The Lantern Project is helping to bring enslaved persons’ records to light

The project, a collaborative effort involving six institutions, aims to digitize and make publicly available the legal records documenting enslaved persons in Mississippi and beyond.

African American families seeking to trace their ancestry back to the 1800s can now do so, thanks to a new and improved collaborative effort from a few libraries and Mississippi universities working together to bridge the information gap.

According to The Mississippi Clarion Ledger, the Lantern Project aims to digitize and make publicly available the legal records that document enslaved persons in Mississippi and beyond. The objective is to simplify access and gather all the documents in one place for families and historians to research without having to travel the distance to every courthouse for information.

The six institutions taking part are the Historic Natchez Foundation, University of Mississippi, Delta State, Mississippi State University, Columbus-Lowndes Public Library, and Montgomery County (Alabama) Archives.

The Lantern Project
The Lantern Project is a new collaborative effort to make it easier for African American families to trace the history of their enslaved ancestors. (Photo: Screenshot/YouTube.com/Mississippi Public Broadcasting)

Jennifer McGillan, the coordinator of manuscripts at the Mississippi State library, is coordinating the initiative. She said part of the effort involved harnessing the strength of a large institution to cover all the bases. 

“We have really been focusing on dates from colonization (and prior in the case of Natchez) to around 1865,” McGillan said, per the Clarion Ledger. “There are some territory time records of enslaved persons and the families of their enslavers for Mississippi that are included in this.”

McGillan and her collaborators are now transcribing, categorizing and uploading thousands of documents into the MSU digital collections.

They will also share the data with the University of North Carolina Greensboro’s Digital Library of American Slavery and enslaved.org. The National Historical Publication and Records Commission approved funding for the project in 2019, but COVID-19 delayed its launch. McGillan has now completed a good amount of work and research.

The investigation has uncovered plantation records in personal and family files, including individual receipts and plantation journals documenting people’s transactions into slavery.

▶ _TASK BRIEF_: Pick up the article about the Lantern Project after its final sentence and carry it forward. The listing has no connection to the article.

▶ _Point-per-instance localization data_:
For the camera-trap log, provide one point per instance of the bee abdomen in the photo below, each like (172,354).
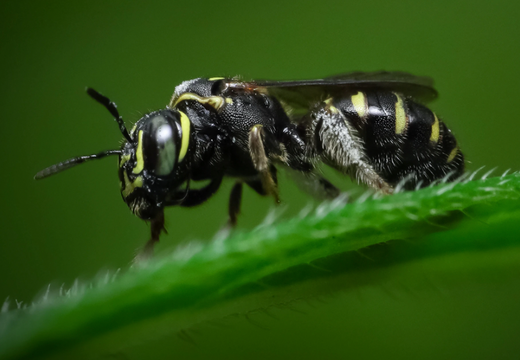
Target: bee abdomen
(402,138)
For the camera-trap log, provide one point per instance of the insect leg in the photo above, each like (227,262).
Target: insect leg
(343,148)
(314,184)
(194,197)
(234,203)
(261,161)
(156,227)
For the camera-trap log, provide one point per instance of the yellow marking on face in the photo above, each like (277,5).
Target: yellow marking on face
(215,102)
(435,130)
(360,104)
(400,116)
(124,159)
(331,108)
(139,155)
(133,129)
(185,141)
(130,186)
(452,154)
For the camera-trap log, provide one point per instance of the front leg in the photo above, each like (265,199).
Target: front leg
(194,197)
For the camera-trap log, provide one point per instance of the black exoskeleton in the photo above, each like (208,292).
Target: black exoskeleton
(371,126)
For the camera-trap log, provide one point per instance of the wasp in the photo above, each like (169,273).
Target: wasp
(373,127)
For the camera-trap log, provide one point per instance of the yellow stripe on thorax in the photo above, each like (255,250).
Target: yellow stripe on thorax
(185,141)
(139,155)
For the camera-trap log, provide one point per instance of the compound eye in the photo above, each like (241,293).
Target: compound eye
(166,151)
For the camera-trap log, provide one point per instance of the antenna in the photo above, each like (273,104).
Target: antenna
(67,164)
(112,108)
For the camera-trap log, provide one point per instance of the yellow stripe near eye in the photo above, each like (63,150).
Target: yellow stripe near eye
(130,186)
(452,155)
(360,104)
(435,130)
(139,155)
(400,116)
(185,141)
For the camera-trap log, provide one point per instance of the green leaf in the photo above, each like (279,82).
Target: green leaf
(252,270)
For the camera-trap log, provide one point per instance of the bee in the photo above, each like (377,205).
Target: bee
(373,127)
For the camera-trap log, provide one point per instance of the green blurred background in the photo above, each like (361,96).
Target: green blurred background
(75,224)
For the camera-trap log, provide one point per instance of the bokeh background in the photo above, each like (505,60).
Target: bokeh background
(75,224)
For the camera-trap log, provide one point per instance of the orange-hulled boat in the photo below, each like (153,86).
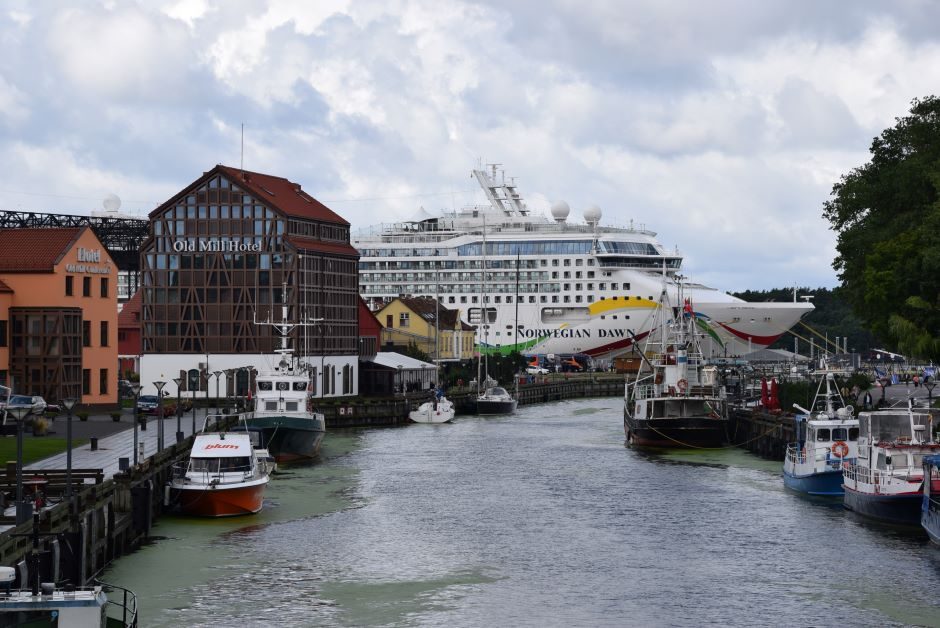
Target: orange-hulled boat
(224,477)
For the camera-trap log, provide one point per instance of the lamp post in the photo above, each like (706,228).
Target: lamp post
(159,384)
(135,388)
(179,408)
(19,413)
(218,375)
(69,403)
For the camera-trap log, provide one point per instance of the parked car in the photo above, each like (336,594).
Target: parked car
(148,404)
(38,403)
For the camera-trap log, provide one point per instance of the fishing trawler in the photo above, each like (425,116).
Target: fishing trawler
(291,430)
(676,399)
(887,481)
(554,286)
(827,437)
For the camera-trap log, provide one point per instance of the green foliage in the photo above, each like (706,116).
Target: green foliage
(887,216)
(36,448)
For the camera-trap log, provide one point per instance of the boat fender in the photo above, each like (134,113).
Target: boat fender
(840,449)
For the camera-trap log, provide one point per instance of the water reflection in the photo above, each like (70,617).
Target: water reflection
(538,519)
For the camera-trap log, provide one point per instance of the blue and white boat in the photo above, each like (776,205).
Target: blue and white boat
(827,438)
(930,507)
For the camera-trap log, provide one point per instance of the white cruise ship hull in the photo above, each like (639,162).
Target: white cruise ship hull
(549,286)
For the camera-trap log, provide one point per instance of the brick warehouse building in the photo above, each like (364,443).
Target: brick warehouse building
(58,315)
(220,255)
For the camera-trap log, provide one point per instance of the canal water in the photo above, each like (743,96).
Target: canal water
(539,519)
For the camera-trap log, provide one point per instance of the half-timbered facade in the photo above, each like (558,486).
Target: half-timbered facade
(225,254)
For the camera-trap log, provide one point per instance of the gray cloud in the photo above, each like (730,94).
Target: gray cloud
(720,125)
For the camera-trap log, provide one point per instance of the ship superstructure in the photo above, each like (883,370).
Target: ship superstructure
(551,286)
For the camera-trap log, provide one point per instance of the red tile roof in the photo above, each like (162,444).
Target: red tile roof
(309,244)
(427,308)
(129,316)
(35,250)
(285,195)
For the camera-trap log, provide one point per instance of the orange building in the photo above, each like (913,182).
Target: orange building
(58,315)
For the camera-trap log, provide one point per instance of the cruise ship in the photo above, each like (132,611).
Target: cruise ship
(544,285)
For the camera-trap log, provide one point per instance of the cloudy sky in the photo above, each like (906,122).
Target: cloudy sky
(720,125)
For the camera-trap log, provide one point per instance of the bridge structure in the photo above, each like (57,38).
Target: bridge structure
(122,237)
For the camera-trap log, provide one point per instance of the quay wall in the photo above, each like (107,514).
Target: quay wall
(103,521)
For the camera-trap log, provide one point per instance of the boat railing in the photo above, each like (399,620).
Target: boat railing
(796,453)
(859,474)
(126,607)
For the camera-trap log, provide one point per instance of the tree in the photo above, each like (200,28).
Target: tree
(887,217)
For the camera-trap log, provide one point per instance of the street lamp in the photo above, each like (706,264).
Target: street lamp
(69,403)
(159,384)
(179,408)
(135,388)
(19,413)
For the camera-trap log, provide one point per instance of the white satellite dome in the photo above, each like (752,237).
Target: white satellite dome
(592,215)
(560,211)
(111,203)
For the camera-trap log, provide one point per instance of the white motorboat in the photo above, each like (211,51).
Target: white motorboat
(224,477)
(439,410)
(827,438)
(887,481)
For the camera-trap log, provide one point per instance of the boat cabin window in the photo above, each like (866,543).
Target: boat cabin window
(882,462)
(235,464)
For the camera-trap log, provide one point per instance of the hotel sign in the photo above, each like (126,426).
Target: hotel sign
(215,245)
(88,258)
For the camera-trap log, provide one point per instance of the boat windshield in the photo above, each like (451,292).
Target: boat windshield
(215,465)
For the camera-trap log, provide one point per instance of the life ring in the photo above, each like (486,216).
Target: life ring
(840,449)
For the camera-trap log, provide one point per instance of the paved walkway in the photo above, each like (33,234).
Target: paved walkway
(115,441)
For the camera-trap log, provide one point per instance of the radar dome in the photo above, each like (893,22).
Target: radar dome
(592,215)
(111,203)
(560,211)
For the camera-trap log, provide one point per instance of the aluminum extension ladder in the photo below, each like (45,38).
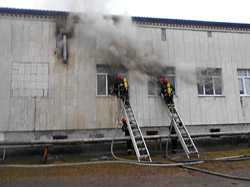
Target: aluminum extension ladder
(138,141)
(182,132)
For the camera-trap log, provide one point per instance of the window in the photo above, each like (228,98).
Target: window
(209,81)
(106,77)
(244,82)
(154,85)
(163,35)
(209,34)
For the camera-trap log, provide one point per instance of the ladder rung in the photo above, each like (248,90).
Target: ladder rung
(138,137)
(135,130)
(139,142)
(142,149)
(192,152)
(144,156)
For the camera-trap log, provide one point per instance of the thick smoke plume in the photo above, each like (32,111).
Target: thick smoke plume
(117,41)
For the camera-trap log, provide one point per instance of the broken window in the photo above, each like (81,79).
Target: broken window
(244,82)
(209,81)
(163,35)
(106,78)
(154,85)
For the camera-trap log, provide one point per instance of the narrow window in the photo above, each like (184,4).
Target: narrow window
(244,82)
(154,85)
(163,35)
(209,34)
(209,81)
(106,78)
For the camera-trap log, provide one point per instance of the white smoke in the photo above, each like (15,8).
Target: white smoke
(117,41)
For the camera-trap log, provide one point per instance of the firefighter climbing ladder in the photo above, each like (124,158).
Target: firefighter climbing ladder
(182,133)
(138,141)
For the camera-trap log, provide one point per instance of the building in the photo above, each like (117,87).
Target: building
(54,84)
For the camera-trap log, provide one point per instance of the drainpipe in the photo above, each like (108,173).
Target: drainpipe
(64,52)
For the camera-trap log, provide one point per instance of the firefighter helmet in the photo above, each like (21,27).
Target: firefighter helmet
(123,120)
(165,80)
(120,77)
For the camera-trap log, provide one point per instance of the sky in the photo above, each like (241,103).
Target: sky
(236,11)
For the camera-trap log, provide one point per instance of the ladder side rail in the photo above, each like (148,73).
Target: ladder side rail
(140,133)
(180,138)
(187,131)
(185,148)
(131,133)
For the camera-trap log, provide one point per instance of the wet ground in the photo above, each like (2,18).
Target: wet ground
(127,174)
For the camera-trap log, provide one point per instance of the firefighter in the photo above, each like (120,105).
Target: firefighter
(121,89)
(125,129)
(168,92)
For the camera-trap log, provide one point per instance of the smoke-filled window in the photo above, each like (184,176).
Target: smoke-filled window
(244,82)
(209,81)
(163,35)
(154,85)
(106,78)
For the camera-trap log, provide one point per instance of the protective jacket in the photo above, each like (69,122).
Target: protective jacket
(167,89)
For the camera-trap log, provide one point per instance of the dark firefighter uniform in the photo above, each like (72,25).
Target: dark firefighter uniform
(121,89)
(125,129)
(168,92)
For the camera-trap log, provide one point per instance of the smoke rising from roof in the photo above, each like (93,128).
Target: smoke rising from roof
(117,41)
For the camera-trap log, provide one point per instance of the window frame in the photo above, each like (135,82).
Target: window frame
(243,78)
(163,34)
(157,82)
(123,73)
(213,77)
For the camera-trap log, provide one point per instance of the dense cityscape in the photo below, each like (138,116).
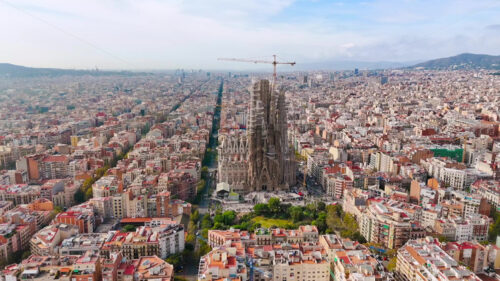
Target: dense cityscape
(352,175)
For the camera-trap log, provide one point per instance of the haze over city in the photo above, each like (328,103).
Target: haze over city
(168,34)
(219,140)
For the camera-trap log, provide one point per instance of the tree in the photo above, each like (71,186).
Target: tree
(88,194)
(206,222)
(175,259)
(274,205)
(261,209)
(195,216)
(391,266)
(296,213)
(204,249)
(321,206)
(229,217)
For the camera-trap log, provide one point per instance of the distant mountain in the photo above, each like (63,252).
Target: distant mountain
(12,70)
(462,61)
(350,65)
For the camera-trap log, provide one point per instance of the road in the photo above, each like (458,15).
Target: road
(191,270)
(212,162)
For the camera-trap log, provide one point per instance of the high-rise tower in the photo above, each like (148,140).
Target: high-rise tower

▶ _WRITTEN REPLY_:
“Jennifer has been an incredible asset because when you do family research, much of it leads back to the 10 Southern states that were slave-holding states,” said Sharon Morgan, an African American genealogist from Lowndes County, according to The Clarion Ledger. “Mississippi is a big one.”

More than 37,000 people interested in their family history belong to Morgan’s online community. She has spent years researching the Noxubee County courthouse records and believes the Lantern Project is a vital resource for people who want to trace their identity and family history.

“This is an extremely important thing to do to be able to document the historical information that allows you to connect with your ancestors,” she said, the Clarion Ledger reported. “This is a major resource.”

Thanks to the Lantern Project, Morgan now has access to materials from as early as 1840. For historians and genealogists, the 1870 census is the point at which freedmen first showed up with a human identity rather than being viewed as property, and getting past that point has been a considerable challenge.

“As an example, I am now able to research my family names of Nicholson and Gavin (because of the Lantern Project),” Morgan added, according to The Clarion Ledger.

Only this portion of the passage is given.